=== SOURCE DATA ===

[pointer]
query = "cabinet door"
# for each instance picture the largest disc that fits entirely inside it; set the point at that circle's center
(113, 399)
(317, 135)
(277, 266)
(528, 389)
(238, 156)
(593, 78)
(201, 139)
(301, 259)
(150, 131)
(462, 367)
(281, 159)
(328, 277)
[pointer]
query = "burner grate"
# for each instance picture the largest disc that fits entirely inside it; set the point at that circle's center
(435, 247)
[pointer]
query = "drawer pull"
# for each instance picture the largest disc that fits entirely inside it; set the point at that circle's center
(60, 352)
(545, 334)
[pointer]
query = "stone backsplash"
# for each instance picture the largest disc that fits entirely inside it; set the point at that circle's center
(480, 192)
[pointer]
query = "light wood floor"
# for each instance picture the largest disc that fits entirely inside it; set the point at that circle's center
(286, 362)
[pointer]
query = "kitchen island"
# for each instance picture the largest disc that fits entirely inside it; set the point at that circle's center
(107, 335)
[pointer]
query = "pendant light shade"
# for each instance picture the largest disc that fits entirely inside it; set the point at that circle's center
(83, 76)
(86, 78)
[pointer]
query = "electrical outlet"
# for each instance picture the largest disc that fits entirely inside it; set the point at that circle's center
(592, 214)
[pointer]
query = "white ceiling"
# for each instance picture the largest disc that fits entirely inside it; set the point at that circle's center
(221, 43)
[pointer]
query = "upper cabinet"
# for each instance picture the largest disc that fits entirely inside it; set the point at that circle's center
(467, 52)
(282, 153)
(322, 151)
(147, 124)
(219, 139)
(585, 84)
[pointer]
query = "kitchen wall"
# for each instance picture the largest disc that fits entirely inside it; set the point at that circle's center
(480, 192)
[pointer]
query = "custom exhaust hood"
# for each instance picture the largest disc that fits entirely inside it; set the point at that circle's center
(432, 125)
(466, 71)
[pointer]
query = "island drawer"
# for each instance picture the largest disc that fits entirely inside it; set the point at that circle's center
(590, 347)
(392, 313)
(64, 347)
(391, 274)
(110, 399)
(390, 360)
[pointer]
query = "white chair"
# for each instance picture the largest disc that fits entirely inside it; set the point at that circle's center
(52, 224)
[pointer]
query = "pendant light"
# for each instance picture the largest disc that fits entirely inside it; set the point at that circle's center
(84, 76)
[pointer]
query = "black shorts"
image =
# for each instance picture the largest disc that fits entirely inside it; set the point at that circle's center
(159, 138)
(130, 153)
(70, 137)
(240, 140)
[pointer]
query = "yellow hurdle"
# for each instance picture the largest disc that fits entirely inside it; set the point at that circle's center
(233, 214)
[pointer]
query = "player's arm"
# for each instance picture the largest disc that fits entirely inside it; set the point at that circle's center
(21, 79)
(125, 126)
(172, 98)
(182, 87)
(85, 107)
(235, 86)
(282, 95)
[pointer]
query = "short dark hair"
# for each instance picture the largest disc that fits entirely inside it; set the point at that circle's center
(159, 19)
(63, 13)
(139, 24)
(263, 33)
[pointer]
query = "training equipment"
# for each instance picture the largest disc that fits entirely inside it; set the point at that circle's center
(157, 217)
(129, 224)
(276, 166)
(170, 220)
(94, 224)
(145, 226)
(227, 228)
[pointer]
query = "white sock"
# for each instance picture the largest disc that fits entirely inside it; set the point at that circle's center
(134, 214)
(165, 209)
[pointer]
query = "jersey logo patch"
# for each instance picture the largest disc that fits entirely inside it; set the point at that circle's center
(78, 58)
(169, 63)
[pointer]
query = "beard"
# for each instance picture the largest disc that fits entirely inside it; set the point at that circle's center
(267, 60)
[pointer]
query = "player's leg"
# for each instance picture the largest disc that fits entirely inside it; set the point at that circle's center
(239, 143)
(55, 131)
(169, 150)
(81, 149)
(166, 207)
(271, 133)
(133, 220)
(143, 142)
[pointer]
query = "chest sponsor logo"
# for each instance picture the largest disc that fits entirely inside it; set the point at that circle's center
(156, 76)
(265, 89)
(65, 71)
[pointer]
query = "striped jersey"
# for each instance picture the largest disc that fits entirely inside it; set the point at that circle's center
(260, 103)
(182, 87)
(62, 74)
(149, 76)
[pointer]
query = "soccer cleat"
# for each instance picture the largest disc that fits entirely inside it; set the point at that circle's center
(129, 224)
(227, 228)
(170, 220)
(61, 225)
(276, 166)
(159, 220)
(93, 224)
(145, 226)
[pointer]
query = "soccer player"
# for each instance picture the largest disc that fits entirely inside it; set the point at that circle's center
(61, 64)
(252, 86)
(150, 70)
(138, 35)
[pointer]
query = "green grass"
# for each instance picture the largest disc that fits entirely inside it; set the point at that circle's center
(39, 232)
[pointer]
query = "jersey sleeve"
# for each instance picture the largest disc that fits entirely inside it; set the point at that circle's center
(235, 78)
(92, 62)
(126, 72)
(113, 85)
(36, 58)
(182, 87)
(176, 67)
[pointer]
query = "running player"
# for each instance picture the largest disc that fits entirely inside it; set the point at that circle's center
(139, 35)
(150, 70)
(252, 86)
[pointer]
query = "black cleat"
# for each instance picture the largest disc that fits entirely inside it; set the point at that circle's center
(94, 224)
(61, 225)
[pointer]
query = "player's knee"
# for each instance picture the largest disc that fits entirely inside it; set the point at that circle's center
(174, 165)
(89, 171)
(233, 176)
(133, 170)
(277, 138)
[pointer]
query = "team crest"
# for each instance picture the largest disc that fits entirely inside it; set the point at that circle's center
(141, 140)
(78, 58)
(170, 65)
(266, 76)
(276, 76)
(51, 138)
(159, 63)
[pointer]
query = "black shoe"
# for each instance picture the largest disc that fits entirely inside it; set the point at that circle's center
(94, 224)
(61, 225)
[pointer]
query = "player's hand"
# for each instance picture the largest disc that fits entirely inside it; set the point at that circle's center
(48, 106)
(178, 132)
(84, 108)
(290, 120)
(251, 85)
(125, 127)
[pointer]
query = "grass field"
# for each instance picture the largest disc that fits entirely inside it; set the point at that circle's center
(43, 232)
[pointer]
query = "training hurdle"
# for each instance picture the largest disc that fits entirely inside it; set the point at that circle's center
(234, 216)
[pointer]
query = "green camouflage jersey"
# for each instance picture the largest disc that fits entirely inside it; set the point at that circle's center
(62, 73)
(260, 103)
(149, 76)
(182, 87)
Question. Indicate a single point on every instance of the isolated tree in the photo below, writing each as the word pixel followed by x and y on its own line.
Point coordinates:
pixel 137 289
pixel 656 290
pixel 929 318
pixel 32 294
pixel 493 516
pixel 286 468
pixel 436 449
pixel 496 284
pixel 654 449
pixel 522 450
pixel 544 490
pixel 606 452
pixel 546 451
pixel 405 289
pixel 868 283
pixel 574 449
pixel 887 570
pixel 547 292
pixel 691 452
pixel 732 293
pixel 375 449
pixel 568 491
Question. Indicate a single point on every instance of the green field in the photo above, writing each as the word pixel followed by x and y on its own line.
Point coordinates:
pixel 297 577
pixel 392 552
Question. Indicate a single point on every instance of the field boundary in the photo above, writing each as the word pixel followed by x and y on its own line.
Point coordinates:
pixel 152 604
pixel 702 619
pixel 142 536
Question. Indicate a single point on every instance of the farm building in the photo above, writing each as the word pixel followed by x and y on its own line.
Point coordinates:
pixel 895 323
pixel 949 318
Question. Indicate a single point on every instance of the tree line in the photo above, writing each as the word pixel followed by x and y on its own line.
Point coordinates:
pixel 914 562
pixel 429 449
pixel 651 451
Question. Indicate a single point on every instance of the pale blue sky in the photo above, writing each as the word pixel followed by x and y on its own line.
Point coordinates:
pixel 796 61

===

→ **REQUIREMENT**: What this exercise asks for is every line of the data above with the word "jersey".

→ **RESULT OF THIS EXERCISE**:
query = "jersey logo patch"
query = "striped jersey"
query = "jersey sleeve"
query = "green camouflage jersey"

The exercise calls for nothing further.